| Dataset records |
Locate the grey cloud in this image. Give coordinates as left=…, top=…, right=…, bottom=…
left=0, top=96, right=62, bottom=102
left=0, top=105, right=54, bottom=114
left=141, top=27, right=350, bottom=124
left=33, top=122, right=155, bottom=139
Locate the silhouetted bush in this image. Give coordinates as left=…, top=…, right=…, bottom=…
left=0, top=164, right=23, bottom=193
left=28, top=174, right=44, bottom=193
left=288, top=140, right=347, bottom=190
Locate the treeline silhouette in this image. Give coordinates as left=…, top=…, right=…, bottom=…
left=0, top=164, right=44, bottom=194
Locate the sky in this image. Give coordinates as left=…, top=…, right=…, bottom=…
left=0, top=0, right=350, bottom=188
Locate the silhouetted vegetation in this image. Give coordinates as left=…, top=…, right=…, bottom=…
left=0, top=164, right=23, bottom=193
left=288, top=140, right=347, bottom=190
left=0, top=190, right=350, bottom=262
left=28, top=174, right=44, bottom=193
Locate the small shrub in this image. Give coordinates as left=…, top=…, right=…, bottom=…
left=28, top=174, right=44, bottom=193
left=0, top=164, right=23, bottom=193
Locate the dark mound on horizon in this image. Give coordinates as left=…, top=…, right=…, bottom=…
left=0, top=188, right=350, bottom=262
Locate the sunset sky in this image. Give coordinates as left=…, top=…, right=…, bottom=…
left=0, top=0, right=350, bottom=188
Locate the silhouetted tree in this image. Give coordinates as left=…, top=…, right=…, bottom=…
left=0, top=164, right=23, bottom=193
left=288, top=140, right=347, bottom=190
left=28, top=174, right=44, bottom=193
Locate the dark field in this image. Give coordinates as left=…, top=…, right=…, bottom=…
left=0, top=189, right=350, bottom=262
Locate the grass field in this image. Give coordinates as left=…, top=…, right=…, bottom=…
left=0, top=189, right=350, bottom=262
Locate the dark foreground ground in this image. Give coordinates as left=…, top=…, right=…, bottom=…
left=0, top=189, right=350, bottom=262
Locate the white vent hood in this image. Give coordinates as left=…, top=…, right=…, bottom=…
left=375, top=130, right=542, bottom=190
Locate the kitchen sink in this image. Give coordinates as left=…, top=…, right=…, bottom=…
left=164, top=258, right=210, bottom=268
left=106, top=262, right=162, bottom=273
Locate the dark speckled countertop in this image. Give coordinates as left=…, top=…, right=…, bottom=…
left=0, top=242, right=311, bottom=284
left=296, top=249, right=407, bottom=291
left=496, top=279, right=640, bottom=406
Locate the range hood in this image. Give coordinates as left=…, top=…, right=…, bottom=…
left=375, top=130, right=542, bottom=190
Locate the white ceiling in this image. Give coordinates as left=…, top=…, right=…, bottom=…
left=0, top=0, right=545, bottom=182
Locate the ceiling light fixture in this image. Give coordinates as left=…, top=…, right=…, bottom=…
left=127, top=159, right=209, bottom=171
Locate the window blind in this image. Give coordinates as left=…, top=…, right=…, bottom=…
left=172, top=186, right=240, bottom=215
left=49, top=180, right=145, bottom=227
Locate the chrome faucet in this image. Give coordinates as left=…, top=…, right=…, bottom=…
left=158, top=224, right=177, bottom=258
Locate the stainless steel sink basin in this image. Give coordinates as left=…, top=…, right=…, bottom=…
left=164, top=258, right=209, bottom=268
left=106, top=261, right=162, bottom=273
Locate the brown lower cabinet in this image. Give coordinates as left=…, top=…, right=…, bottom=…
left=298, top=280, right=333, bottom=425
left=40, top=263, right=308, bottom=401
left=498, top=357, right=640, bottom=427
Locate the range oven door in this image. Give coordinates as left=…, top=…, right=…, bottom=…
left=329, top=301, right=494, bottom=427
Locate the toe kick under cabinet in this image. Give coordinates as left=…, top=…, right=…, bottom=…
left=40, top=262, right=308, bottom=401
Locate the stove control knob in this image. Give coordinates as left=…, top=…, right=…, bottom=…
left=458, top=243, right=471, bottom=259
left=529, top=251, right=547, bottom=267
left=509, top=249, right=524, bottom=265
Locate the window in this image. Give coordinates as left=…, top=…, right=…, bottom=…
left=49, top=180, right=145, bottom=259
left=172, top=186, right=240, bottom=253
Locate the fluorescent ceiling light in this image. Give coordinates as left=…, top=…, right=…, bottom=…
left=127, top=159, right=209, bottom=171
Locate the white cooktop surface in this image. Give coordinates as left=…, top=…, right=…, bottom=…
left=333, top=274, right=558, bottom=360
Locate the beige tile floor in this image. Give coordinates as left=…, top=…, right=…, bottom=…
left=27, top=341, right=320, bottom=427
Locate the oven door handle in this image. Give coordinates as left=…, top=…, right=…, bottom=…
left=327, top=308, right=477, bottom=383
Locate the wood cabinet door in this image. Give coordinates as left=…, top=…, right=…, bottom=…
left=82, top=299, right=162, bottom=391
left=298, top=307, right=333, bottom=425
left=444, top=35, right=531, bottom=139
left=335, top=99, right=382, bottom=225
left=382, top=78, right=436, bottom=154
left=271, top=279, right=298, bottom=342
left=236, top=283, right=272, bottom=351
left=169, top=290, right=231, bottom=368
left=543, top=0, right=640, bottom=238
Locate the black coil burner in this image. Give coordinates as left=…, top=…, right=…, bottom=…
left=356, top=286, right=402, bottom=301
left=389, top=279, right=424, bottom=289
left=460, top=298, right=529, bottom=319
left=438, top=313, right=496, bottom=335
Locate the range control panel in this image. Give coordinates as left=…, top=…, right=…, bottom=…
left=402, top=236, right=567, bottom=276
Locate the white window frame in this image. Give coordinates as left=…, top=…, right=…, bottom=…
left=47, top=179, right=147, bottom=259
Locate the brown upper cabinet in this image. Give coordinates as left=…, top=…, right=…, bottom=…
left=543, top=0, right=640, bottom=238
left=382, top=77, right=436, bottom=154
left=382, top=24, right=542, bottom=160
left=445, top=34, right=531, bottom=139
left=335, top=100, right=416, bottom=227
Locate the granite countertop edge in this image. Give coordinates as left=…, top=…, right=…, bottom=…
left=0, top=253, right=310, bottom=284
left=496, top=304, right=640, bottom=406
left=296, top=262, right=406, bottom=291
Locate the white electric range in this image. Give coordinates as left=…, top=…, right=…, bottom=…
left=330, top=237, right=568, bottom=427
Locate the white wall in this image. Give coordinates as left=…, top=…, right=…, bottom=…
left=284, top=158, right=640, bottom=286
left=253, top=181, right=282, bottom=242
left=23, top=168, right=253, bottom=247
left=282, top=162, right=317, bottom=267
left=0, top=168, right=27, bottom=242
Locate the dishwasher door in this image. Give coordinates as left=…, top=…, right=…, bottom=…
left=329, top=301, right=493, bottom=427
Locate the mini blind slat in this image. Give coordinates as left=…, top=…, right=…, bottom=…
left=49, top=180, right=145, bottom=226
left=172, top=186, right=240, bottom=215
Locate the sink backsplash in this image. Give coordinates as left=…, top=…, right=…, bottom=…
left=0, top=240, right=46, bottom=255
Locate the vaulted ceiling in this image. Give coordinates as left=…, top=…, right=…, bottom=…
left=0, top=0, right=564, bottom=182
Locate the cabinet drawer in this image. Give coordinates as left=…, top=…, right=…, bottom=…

| Task statement |
Rewrite the lines from the one with "Locate the sky" up to and including the one with "left=106, top=262, right=162, bottom=273", keeping every line and shifting each bounding-box coordinate by adding 115 to it.

| Response to the exercise |
Locate the sky in this image. Give coordinates as left=…, top=…, right=…, bottom=…
left=115, top=115, right=465, bottom=303
Locate the silhouetted vegetation in this image. Give coordinates as left=…, top=…, right=…, bottom=…
left=115, top=279, right=138, bottom=308
left=403, top=255, right=462, bottom=305
left=115, top=305, right=465, bottom=377
left=143, top=289, right=159, bottom=308
Locate the small shrub in this image. Give coordinates as left=…, top=…, right=…, bottom=…
left=143, top=289, right=159, bottom=308
left=115, top=279, right=138, bottom=308
Locate the dark mound on horizon in this image. Give coordinates as left=…, top=…, right=…, bottom=…
left=115, top=303, right=465, bottom=377
Locate the sunset sky in this image. Give coordinates as left=…, top=…, right=…, bottom=…
left=115, top=115, right=465, bottom=303
Locate the silhouetted tree in this image. Give coordinates as left=…, top=…, right=…, bottom=…
left=115, top=279, right=138, bottom=308
left=403, top=255, right=462, bottom=305
left=143, top=289, right=159, bottom=308
Locate the dark field in this image. Give coordinates as left=…, top=…, right=…, bottom=…
left=115, top=304, right=465, bottom=377
Locate the grass field in this image. Give coordinates as left=…, top=…, right=…, bottom=…
left=115, top=304, right=465, bottom=377
Locate the dark foreground ground in this image. Give coordinates as left=…, top=…, right=…, bottom=…
left=115, top=304, right=465, bottom=377
Locate the white vent hood in this image. Give coordinates as left=…, top=…, right=…, bottom=…
left=490, top=245, right=657, bottom=305
Locate the kitchen sink in this image. Give coordinates as left=…, top=…, right=…, bottom=…
left=279, top=373, right=325, bottom=383
left=221, top=377, right=277, bottom=388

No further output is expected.